═════ SOURCE DATA

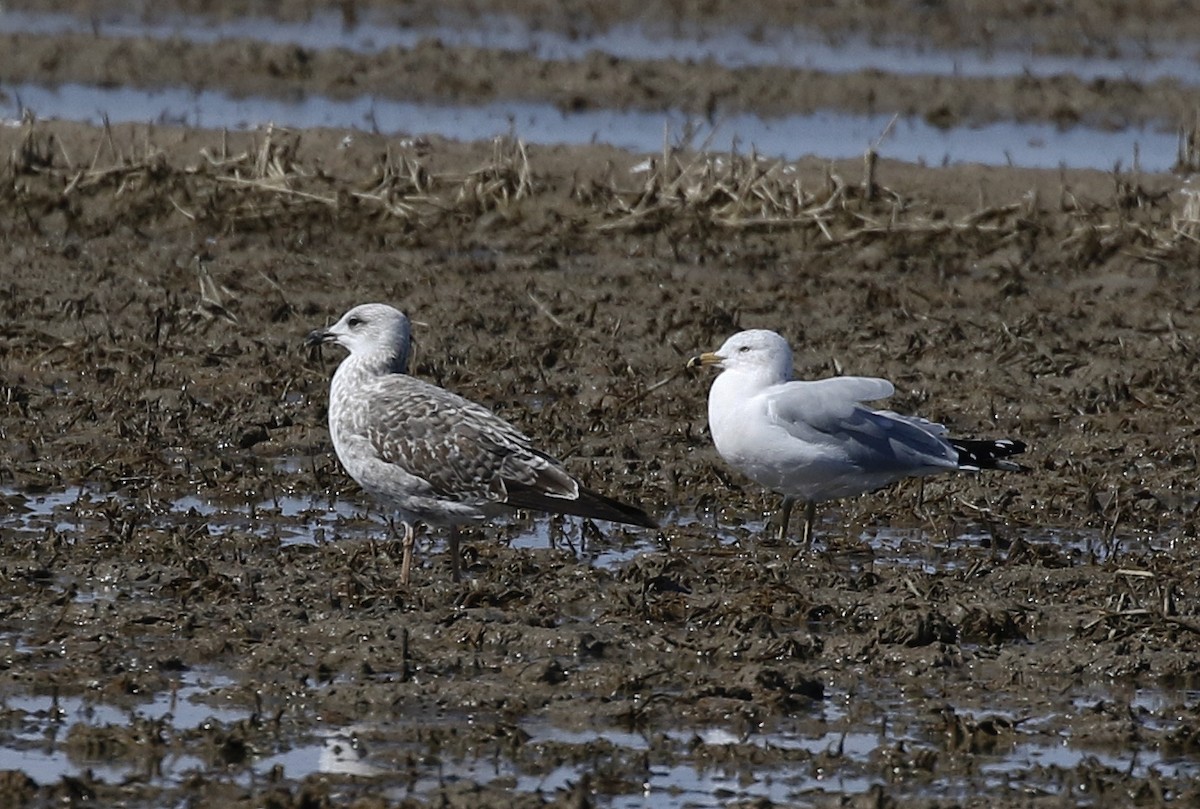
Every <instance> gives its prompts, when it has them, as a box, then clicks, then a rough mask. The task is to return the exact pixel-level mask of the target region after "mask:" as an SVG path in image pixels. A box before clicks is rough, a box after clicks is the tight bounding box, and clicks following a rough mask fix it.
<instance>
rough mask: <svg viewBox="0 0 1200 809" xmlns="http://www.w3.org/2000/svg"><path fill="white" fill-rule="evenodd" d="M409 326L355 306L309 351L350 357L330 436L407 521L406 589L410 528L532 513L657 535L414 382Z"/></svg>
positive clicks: (555, 464)
mask: <svg viewBox="0 0 1200 809" xmlns="http://www.w3.org/2000/svg"><path fill="white" fill-rule="evenodd" d="M410 335H412V331H410V326H409V322H408V318H407V317H406V316H404V313H403V312H401V311H400V310H396V308H394V307H391V306H388V305H386V304H364V305H361V306H355V307H354V308H352V310H350V311H348V312H347V313H346V314H343V316H342V318H341V319H340V320H338V322H337V323H335V324H334V325H331V326H330V328H328V329H318V330H316V331H313V332H311V334H310V335H308V336H307V338H306V340H305V342H306V343H307V344H310V346H318V344H322V343H329V342H332V343H337V344H338V346H341V347H343V348H346V349H347V350H349V353H350V354H349V356H347V358H346V359H344V360H342V364H341V365H338V367H337V371H335V372H334V379H332V383H331V384H330V389H329V433H330V437H331V438H332V441H334V449H335V451H336V453H337V459H338V460H340V461H341V462H342V466H343V467H344V468H346V472H347V473H348V474H349V475H350V477H352V478H354V480H355V481H356V483H358V484H359V485H360V486H361V487H362V489H364V491H366V492H368V493H370V495H372V496H374V497H376V498H377V499H378V501H379V502H380V503H382V504H383V505H384V507H385V508H388V509H391V510H394V511H395V513H397V514H398V516H400V517H401V520H402V521H403V522H404V556H403V563H402V568H401V579H402V581H403V582H404V583H408V579H409V574H410V570H412V555H413V541H414V528H413V523H414V522H416V521H420V522H425V523H427V525H433V526H449V527H450V553H451V558H450V563H451V570H452V571H454V576H455V579H457V576H458V541H457V540H458V535H457V531H456V526H458V525H461V523H464V522H473V521H479V520H484V519H487V517H491V516H496V515H499V514H504V513H506V511H512V510H514V509H535V510H540V511H551V513H558V514H571V515H577V516H583V517H593V519H598V520H608V521H612V522H623V523H626V525H634V526H643V527H647V528H655V527H656V525H655V522H654V520H652V519H650V517H649V516H648V515H647V514H646V513H644V511H643V510H642V509H640V508H636V507H634V505H626V504H625V503H620V502H618V501H614V499H612V498H610V497H605V496H604V495H600V493H599V492H594V491H592V490H589V489H587V487H586V486H583V485H582V484H581V483H580V481H578V480H576V479H575V478H572V477H571V475H570V474H569V473H568V472H566V469H564V468H563V465H562V463H560V462H558V461H557V460H554V459H553V457H552V456H550V455H547V454H546V453H544V451H541V450H539V449H536V448H535V447H534V445H533V443H532V442H530V439H529V438H528V437H527V436H524V435H523V433H522V432H521V431H520V430H517V429H516V427H514V426H512V425H511V424H509V423H508V421H505V420H504V419H502V418H499V417H498V415H496V414H494V413H492V412H491V411H488V409H487V408H485V407H481V406H480V404H475V403H474V402H470V401H468V400H466V398H463V397H462V396H458V395H457V394H452V392H450V391H449V390H444V389H443V388H438V386H437V385H432V384H430V383H427V382H422V380H421V379H416V378H414V377H412V376H409V374H408V354H409V346H410Z"/></svg>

══════════

WHAT IS REQUIRED
The records above must be returned exactly, with each picture omitted.

FINISHED TASK
Every <instance> gives its prompts, when it has them, as a box, then clicks, then a rough mask. The task is to return the exact pixel-level mask of the target region after "mask:" as an SVG path in image pixels. A box before clicks is rough, a box after clicks is the tight bounding box, and clicks following a rough mask fix it.
<instance>
rough mask: <svg viewBox="0 0 1200 809" xmlns="http://www.w3.org/2000/svg"><path fill="white" fill-rule="evenodd" d="M409 326L355 306L309 351L350 357L330 436L407 521L406 589L410 528L532 513L657 535L414 382Z"/></svg>
positive clicks: (555, 464)
mask: <svg viewBox="0 0 1200 809" xmlns="http://www.w3.org/2000/svg"><path fill="white" fill-rule="evenodd" d="M410 335H412V331H410V326H409V322H408V318H407V317H406V316H404V313H403V312H401V311H400V310H396V308H394V307H391V306H388V305H386V304H364V305H361V306H355V307H354V308H352V310H350V311H348V312H347V313H346V314H343V316H342V318H341V319H340V320H338V322H337V323H335V324H334V325H331V326H330V328H328V329H318V330H316V331H313V332H311V334H310V335H308V336H307V338H306V340H305V342H306V343H307V344H310V346H318V344H322V343H329V342H332V343H337V344H338V346H341V347H343V348H346V349H347V350H349V353H350V354H349V356H347V358H346V359H344V360H342V364H341V365H338V367H337V371H335V372H334V379H332V383H331V384H330V389H329V433H330V437H331V438H332V441H334V449H335V451H336V453H337V459H338V460H340V461H341V462H342V466H343V467H344V468H346V472H347V473H348V474H349V475H350V477H352V478H354V480H355V481H356V483H358V484H359V485H360V486H361V487H362V489H364V491H366V492H368V493H370V495H372V496H374V497H376V498H377V499H378V501H379V502H380V503H382V504H383V505H384V507H385V508H388V509H391V510H394V511H395V513H397V514H398V516H400V517H401V520H402V521H403V522H404V556H403V563H402V568H401V579H402V581H403V582H404V583H408V579H409V574H410V570H412V555H413V541H414V528H413V523H414V522H416V521H420V522H425V523H427V525H433V526H449V527H450V553H451V558H450V563H451V570H452V571H454V576H455V579H457V576H458V541H457V540H458V535H457V531H456V526H458V525H461V523H464V522H473V521H479V520H484V519H487V517H491V516H496V515H499V514H504V513H506V511H512V510H514V509H535V510H540V511H551V513H558V514H571V515H577V516H583V517H593V519H598V520H608V521H612V522H623V523H626V525H634V526H643V527H647V528H655V527H656V525H655V522H654V520H652V519H650V517H649V516H648V515H647V514H646V513H644V511H643V510H642V509H640V508H636V507H634V505H626V504H625V503H620V502H618V501H614V499H612V498H610V497H605V496H604V495H600V493H599V492H594V491H592V490H589V489H587V487H586V486H583V485H582V484H581V483H580V481H578V480H576V479H575V478H572V477H571V475H570V474H569V473H568V472H566V469H564V468H563V465H562V463H560V462H558V461H557V460H554V459H553V457H552V456H550V455H547V454H546V453H544V451H541V450H539V449H536V448H535V447H534V445H533V443H532V442H530V439H529V438H528V437H527V436H524V435H523V433H522V432H521V431H520V430H517V429H516V427H514V426H512V425H511V424H509V423H508V421H505V420H504V419H502V418H499V417H498V415H496V414H494V413H492V412H491V411H488V409H487V408H485V407H481V406H480V404H475V403H474V402H470V401H468V400H466V398H463V397H462V396H458V395H457V394H452V392H450V391H449V390H444V389H443V388H438V386H437V385H432V384H430V383H427V382H422V380H421V379H416V378H414V377H412V376H409V374H408V354H409V346H410Z"/></svg>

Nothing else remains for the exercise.